— START OF SUPPLIED DATA —

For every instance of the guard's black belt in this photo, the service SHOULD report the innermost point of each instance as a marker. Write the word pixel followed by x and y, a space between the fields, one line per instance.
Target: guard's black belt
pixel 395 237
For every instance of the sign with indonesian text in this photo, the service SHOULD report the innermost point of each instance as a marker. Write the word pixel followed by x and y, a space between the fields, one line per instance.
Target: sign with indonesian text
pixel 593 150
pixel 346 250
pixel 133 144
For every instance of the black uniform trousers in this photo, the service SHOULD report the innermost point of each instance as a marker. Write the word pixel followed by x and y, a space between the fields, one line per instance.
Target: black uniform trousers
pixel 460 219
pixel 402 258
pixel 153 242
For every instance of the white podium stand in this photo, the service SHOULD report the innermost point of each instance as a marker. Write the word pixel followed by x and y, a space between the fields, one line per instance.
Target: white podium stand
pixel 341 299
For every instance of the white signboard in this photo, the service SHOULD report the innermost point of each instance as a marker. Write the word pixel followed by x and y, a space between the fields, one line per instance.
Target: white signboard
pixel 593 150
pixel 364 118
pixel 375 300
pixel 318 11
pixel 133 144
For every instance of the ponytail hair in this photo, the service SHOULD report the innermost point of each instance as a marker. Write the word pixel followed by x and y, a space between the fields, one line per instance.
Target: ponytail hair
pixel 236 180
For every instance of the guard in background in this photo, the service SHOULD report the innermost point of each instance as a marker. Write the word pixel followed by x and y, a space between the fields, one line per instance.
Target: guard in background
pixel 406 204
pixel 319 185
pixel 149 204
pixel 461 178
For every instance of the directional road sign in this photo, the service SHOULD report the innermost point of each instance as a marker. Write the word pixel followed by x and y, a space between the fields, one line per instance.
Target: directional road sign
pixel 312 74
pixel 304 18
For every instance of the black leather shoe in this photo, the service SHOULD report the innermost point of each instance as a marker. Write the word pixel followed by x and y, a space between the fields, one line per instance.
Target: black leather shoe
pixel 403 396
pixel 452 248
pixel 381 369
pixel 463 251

— END OF SUPPLIED DATA —

**YOUR GOAL:**
Update all of the records above by changing each "innermost" to "central", leaving every other word unchanged.

**ANSWER FOR THIS EXERCISE:**
For every instance of the guard's black belt in this photo, the service SHOULD report the central point of each instance as a marker. Write the word pixel followed by x and y, a space between the fields, one line per instance.
Target: guard's black belt
pixel 395 237
For every instance of the sign with indonesian text in this photo, the service SHOULD report the central point of each instance as a marker. Write the word pixel followed by x and y, a space between the fields, one line per instance.
Target: sign with indonesian text
pixel 593 150
pixel 346 250
pixel 133 144
For every instance of the black uniform trousers in this photo, the service SHOULD report the central point of each instance as a marker. Write the word pixel followed by x and y, a space between the fields, one line per instance.
Target: black uniform trousers
pixel 460 219
pixel 402 258
pixel 153 242
For every instance of the white podium stand in this photo, the service SHOULD report the central point of each instance as a marker. Write the word pixel followed by x and y, a space between the fields, one line per instance.
Target: white podium stand
pixel 341 299
For every instance of the white signboard in this photo, the service SHOULD report the central point of each instance as a marker. Write the word pixel followed by x and y, a space between the fields, one line per instance.
Target: white signboard
pixel 593 150
pixel 364 118
pixel 375 300
pixel 318 11
pixel 133 144
For every instance of the ponytail hair in this photo, the service SHOULD report the central point of each instance as a marker. Write the word pixel followed by x and y, a space between the fields, one line per instance.
Target: ponytail hair
pixel 236 180
For every instance of the guard in background in this photo, the service SHOULD report the central point of each instance as a marker. Write the word pixel followed by x and y, a space between the fields, one line per instance.
Target: guard in background
pixel 406 204
pixel 319 185
pixel 149 204
pixel 461 178
For every instance of the directional road sign in this photo, the service SHOULD report the central point of each instance as a marker. Write the word pixel followed by x and y, a space between the fields, one line per instance.
Target: directional road sign
pixel 312 74
pixel 304 18
For every instance of the black leather shoe in this photo, the service SHOULD report the central point of each instance as a marker. Write the word pixel followed by x and y, a space between the fields, one line per instance.
Target: black leather shoe
pixel 403 396
pixel 452 248
pixel 381 369
pixel 463 251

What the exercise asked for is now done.